Ciliane Vendruscolo, Luiz Bertazzo, Rafael di Lari e Greice Barros em Circo Negro, adaptação do texto de Daniel Veronese pela CiaSenhas de Teatro. Foto: CiaSenhas/Divulgação.

Eu confesso: não foi fácil escrever sobre Circo Negro, a peça da CiaSenhas de Teatro que permanece em cartaz até domingo, dia 30, no Espaço da Cia. dos Palhaços (R. Amintas de Barros, 307 – Centro). Há algumas razões para esta dificuldade. A primeira delas é a de se desfazer do arrebatamento inicial, que se estabelece com o início da peça e perdura – por um longo período – depois do seu encerramento. Sim, é pra se entusiasmar e, particularmente, fiquei feliz não só com o espetáculo, mas também o momento a que chegou a companhia.

Tal arrebatamento, quando impregnado por esta tal felicidade, não representa um bom termômetro para a crítica – ou resenha crítica, ou análise, ou pitacos, porque não sei precisar qual a matéria de um texto como este que coloco aqui –, uma vez que ela exige o tal distanciamento que permite avaliar a coisa pela coisa em si – e não a coisa a partir de como eu a vejo enfim. O problema é que, não bastasse um arrebatamento, eu precisei assistir à peça uma segunda vez, o que prolongou o sentimento inicial e me afastou do distanciamento pretendido. É por isso que, se fosse preciso dizer algo sobre ela agora, de pronto e sem amarras, confiando apenas no entusiasmo, diria: “É linda! Corra pra ver”. Simples assim. Mas mesmo me forçando a um distanciamento (necessário), não há como evitar o imperativo. Portanto, corra! E corra mesmo porque este é o último fim de semana.

Assumir esta indicativa é outra razão de dificuldade para me colocar em relação à obra. Significa que eu a indico para o público, o que é verdade, mas não sei se todos os públicos veriam na peça a graça que eu vi – embora seja difícil não gostar do que se vê no pequeno espaço da Cia. dos Palhaços.

(Registros armazenados)
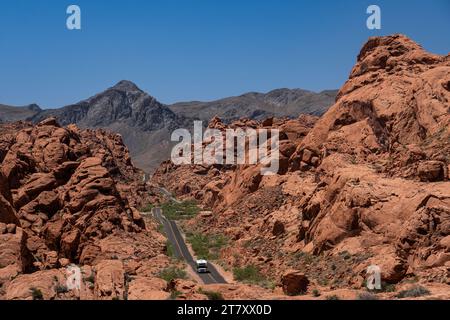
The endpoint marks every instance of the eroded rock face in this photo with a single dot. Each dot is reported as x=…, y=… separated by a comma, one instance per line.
x=65, y=194
x=294, y=283
x=367, y=183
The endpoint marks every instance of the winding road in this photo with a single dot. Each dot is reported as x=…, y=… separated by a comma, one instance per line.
x=181, y=250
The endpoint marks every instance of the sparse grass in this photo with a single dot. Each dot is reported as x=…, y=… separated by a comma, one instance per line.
x=367, y=296
x=36, y=294
x=207, y=246
x=179, y=211
x=212, y=295
x=248, y=274
x=414, y=292
x=172, y=273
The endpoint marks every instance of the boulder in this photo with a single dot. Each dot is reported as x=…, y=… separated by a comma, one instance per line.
x=431, y=171
x=294, y=283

● TAREFA: Reproduza o trecho da resenha teatral que vai de "Ciliane Vendruscolo, Luiz" até "Teatro. Foto: CiaSenhas/Divulgação.", renomeando "Circo Negro" como "Circo Escuro".

● RESOLUÇÃO DO EXERCÍCIO:
Ciliane Vendruscolo, Luiz Bertazzo, Rafael di Lari e Greice Barros em Circo Escuro, adaptação do texto de Daniel Veronese pela CiaSenhas de Teatro. Foto: CiaSenhas/Divulgação.